### Dataset rows
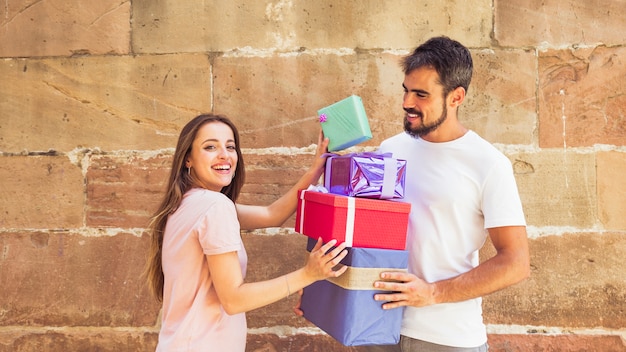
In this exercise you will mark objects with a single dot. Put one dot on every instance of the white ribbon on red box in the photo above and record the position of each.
(351, 210)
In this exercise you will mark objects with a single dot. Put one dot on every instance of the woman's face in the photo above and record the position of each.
(213, 156)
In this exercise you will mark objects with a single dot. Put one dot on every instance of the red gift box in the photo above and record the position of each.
(360, 222)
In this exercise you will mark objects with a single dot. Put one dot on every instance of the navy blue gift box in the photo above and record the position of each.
(345, 308)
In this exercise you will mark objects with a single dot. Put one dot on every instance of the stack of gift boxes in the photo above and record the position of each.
(355, 206)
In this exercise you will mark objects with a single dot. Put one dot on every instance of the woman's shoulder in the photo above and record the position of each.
(207, 198)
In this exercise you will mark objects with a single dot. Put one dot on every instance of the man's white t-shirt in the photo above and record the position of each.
(457, 190)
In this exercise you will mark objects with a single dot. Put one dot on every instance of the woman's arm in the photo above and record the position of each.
(256, 217)
(236, 296)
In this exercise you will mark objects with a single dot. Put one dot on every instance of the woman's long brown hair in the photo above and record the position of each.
(178, 184)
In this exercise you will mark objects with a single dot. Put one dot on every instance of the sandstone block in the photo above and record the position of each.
(171, 26)
(557, 187)
(102, 340)
(577, 280)
(536, 341)
(611, 190)
(573, 110)
(557, 23)
(112, 103)
(286, 112)
(41, 192)
(295, 343)
(64, 28)
(66, 279)
(501, 101)
(125, 191)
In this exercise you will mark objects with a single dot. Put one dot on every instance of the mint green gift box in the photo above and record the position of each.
(345, 123)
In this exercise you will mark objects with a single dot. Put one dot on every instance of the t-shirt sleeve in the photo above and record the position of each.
(218, 231)
(501, 201)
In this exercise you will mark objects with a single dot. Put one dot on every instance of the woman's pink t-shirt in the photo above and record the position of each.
(193, 318)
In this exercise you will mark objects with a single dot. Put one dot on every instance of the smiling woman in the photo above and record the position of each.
(197, 261)
(213, 159)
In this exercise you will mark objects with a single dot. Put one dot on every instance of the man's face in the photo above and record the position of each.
(423, 102)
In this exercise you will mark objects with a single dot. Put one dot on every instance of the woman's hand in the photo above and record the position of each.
(319, 161)
(323, 259)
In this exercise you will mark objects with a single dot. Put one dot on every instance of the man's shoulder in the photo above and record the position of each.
(399, 138)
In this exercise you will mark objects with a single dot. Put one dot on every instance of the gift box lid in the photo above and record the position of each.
(341, 201)
(345, 123)
(371, 257)
(366, 175)
(349, 312)
(359, 222)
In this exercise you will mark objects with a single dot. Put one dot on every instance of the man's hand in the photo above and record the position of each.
(408, 290)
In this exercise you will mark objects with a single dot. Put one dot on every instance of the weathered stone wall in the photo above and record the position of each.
(93, 95)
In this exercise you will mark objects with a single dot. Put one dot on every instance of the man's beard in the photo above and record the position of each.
(423, 129)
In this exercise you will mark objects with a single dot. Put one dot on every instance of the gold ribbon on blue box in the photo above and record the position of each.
(345, 123)
(345, 308)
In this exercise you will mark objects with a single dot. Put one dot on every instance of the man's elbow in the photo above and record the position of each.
(522, 269)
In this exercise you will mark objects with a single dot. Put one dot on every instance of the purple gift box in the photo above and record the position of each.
(365, 175)
(345, 308)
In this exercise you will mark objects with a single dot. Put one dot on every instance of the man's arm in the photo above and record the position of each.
(510, 265)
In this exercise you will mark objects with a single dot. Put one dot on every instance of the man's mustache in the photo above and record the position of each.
(413, 112)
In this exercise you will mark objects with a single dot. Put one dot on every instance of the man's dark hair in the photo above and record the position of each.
(451, 60)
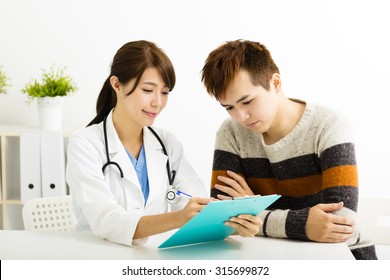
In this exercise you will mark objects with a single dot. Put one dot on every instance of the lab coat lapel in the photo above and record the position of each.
(156, 162)
(118, 154)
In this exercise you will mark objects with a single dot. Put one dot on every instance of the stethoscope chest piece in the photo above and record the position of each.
(172, 196)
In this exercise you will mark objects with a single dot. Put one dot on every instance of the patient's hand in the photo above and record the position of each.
(236, 186)
(245, 225)
(322, 226)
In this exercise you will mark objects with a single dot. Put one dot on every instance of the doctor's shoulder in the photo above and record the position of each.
(92, 134)
(169, 139)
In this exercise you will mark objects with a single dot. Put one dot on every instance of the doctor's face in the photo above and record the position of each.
(252, 106)
(147, 100)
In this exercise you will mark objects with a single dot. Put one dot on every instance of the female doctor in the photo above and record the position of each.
(121, 173)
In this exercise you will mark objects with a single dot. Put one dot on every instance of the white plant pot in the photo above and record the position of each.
(50, 111)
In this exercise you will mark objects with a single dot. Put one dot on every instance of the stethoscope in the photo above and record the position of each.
(173, 194)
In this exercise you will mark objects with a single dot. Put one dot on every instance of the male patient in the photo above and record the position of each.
(278, 145)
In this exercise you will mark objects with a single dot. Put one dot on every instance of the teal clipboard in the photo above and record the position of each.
(208, 224)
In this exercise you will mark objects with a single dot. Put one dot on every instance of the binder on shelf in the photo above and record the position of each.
(30, 166)
(52, 163)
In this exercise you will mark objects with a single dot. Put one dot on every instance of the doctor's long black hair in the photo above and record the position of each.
(130, 62)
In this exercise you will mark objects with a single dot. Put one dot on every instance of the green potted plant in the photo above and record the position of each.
(3, 82)
(49, 92)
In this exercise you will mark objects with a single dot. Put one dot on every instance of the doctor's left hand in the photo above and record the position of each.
(235, 186)
(245, 225)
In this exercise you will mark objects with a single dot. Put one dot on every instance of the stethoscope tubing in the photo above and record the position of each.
(171, 175)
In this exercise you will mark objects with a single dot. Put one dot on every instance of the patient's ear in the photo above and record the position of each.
(114, 81)
(276, 82)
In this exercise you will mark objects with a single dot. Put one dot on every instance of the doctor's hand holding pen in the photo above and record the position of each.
(159, 223)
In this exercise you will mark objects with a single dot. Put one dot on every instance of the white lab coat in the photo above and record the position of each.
(110, 206)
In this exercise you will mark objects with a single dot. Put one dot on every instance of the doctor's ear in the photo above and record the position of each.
(276, 82)
(114, 81)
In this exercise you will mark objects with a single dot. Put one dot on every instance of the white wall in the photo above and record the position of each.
(331, 52)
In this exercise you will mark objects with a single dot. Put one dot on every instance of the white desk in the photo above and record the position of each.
(28, 245)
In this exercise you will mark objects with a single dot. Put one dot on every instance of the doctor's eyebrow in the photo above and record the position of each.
(152, 84)
(238, 101)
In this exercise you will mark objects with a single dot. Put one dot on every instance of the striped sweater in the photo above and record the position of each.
(314, 163)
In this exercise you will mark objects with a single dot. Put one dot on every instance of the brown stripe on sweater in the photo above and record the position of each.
(309, 185)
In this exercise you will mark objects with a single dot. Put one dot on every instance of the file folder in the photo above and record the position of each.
(53, 163)
(30, 166)
(208, 225)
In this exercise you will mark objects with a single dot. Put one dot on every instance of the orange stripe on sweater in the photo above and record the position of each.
(337, 176)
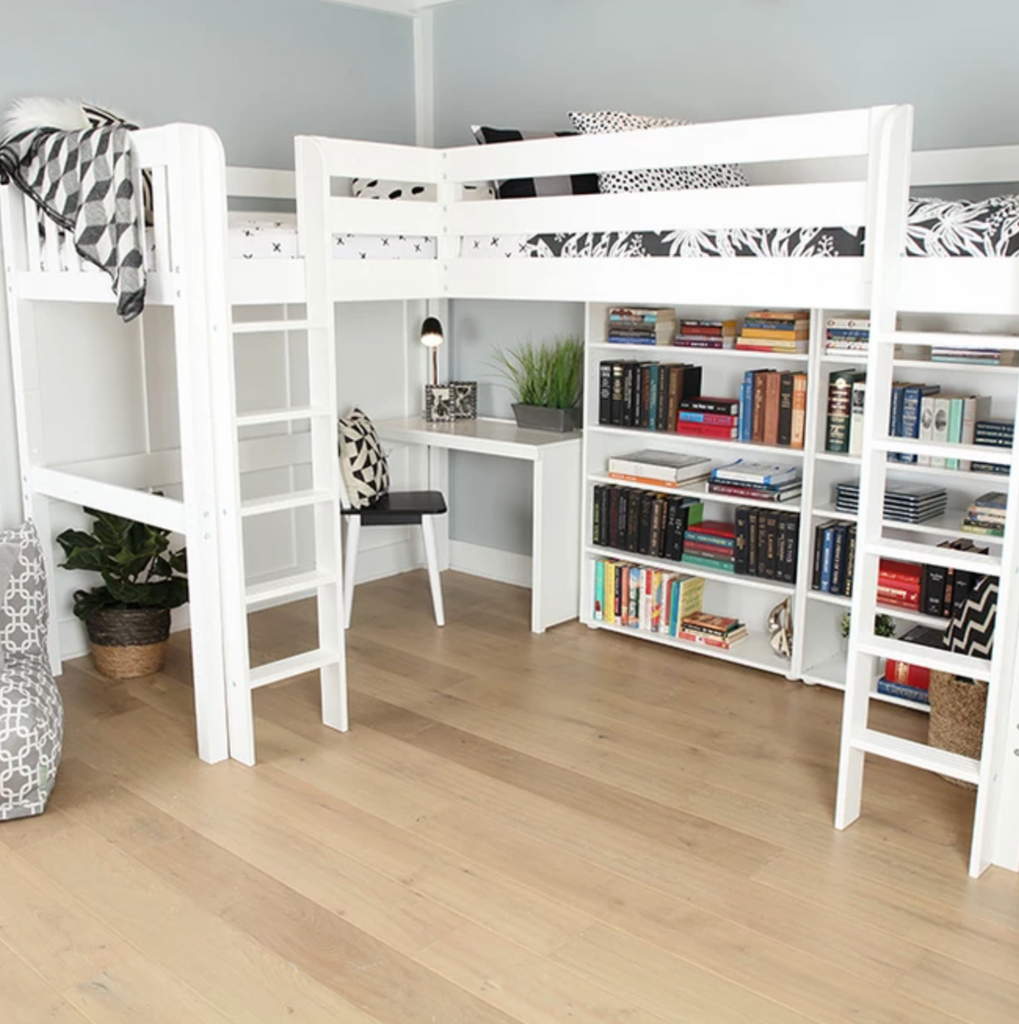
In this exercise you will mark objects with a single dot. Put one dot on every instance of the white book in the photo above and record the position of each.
(926, 425)
(856, 417)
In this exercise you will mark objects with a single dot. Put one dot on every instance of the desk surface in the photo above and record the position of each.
(482, 435)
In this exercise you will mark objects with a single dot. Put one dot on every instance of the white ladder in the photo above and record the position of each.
(995, 827)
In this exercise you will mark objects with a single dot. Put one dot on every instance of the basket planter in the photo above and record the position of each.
(958, 708)
(543, 418)
(128, 642)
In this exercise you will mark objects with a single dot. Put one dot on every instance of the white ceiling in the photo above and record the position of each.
(408, 7)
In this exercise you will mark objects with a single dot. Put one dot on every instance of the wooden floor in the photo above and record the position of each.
(576, 826)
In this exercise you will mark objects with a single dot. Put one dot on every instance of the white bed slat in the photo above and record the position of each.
(808, 136)
(770, 206)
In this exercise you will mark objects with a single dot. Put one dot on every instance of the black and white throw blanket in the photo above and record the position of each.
(82, 180)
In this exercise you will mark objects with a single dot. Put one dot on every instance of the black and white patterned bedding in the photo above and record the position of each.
(935, 227)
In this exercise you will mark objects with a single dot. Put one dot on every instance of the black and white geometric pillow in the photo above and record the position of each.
(382, 188)
(363, 463)
(653, 179)
(575, 184)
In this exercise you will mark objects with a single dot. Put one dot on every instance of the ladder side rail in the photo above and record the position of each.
(194, 156)
(313, 185)
(888, 180)
(16, 227)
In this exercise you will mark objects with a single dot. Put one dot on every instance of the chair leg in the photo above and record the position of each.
(350, 564)
(431, 557)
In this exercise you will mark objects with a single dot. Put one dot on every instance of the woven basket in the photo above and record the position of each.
(128, 642)
(957, 717)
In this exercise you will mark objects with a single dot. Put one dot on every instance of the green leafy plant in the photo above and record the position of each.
(134, 559)
(884, 626)
(546, 375)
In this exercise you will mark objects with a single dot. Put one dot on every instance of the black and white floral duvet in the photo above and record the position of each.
(935, 227)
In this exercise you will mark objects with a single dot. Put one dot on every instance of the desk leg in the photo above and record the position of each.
(555, 562)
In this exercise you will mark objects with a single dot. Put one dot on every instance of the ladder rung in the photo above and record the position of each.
(973, 453)
(269, 327)
(268, 590)
(945, 339)
(290, 414)
(280, 503)
(919, 755)
(929, 657)
(910, 551)
(273, 672)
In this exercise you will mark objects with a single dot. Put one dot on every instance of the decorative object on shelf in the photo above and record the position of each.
(464, 399)
(958, 708)
(431, 338)
(545, 381)
(128, 617)
(31, 711)
(780, 628)
(438, 403)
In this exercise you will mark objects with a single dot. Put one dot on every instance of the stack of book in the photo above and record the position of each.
(992, 433)
(908, 682)
(835, 550)
(767, 543)
(640, 597)
(710, 544)
(642, 521)
(765, 331)
(706, 416)
(844, 335)
(645, 394)
(977, 356)
(715, 631)
(660, 469)
(986, 514)
(761, 480)
(706, 334)
(641, 326)
(903, 502)
(773, 408)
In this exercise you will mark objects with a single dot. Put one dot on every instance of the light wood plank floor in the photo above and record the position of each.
(577, 826)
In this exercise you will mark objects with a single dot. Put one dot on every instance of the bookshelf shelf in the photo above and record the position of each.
(754, 583)
(697, 491)
(754, 651)
(711, 442)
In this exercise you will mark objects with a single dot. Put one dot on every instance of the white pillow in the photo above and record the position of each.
(654, 179)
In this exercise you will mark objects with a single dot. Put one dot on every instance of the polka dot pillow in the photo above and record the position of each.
(660, 179)
(381, 188)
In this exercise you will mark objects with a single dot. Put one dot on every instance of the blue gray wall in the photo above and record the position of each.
(257, 71)
(525, 64)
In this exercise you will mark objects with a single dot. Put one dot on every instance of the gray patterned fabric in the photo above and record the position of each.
(31, 712)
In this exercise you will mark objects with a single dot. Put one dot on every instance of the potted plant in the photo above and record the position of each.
(545, 381)
(128, 617)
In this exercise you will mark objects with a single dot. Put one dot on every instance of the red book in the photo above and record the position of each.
(909, 675)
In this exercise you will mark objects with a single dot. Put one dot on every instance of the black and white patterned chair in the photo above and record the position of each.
(31, 711)
(367, 501)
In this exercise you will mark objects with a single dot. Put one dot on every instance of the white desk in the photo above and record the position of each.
(556, 502)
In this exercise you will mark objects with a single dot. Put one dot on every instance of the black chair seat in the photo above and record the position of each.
(400, 508)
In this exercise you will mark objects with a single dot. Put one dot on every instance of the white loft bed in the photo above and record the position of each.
(848, 168)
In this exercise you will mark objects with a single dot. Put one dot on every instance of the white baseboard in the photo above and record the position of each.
(491, 563)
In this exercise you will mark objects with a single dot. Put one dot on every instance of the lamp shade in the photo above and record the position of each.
(431, 332)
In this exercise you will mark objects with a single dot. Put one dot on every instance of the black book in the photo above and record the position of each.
(605, 392)
(740, 563)
(629, 393)
(616, 410)
(932, 590)
(753, 534)
(786, 382)
(644, 525)
(839, 547)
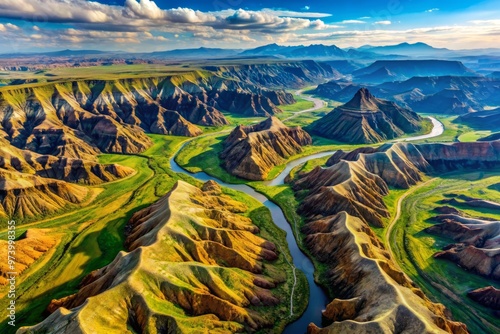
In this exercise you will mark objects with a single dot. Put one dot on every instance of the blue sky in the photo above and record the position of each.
(148, 25)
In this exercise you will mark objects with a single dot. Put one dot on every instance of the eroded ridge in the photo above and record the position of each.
(194, 263)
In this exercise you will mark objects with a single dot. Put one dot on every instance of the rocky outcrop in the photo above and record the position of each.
(195, 263)
(356, 181)
(251, 152)
(61, 168)
(489, 297)
(31, 184)
(29, 247)
(279, 74)
(371, 294)
(447, 101)
(79, 119)
(24, 195)
(477, 241)
(366, 119)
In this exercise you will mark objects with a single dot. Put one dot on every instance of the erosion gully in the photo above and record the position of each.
(317, 296)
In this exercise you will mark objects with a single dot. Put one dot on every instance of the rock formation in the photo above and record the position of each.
(31, 184)
(29, 247)
(342, 200)
(343, 185)
(366, 119)
(447, 101)
(477, 241)
(252, 151)
(195, 263)
(24, 195)
(489, 297)
(371, 294)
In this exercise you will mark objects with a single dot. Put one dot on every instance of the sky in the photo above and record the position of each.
(148, 25)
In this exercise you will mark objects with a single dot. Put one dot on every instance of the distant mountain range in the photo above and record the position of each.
(311, 51)
(392, 70)
(407, 49)
(314, 51)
######
- What the task asks -
Only the lines from the one containing "of the erosion" through the end of the material should be reproduced, exactly, with both ends included.

- Task answer -
In this exercise you will mark objects with a single dot. Put one dot on every instance of the erosion gully in the photo above and record the position of each.
(317, 296)
In this exercise you will mark objects with a single dot. Put one dot on every instance of the rock formation in the photo above and record the position of each.
(31, 184)
(29, 247)
(342, 200)
(343, 185)
(366, 119)
(447, 101)
(477, 241)
(252, 151)
(195, 263)
(24, 195)
(489, 297)
(371, 294)
In this exercise you will mark objects with a single dot. Put one dot on every instance of the sky in the photo above and record the position of each.
(148, 25)
In this exercise you will mark objects with a single dot. Put one dot on every instance of the distant mountain range in the photo above and record the position of each.
(311, 51)
(392, 70)
(407, 49)
(314, 51)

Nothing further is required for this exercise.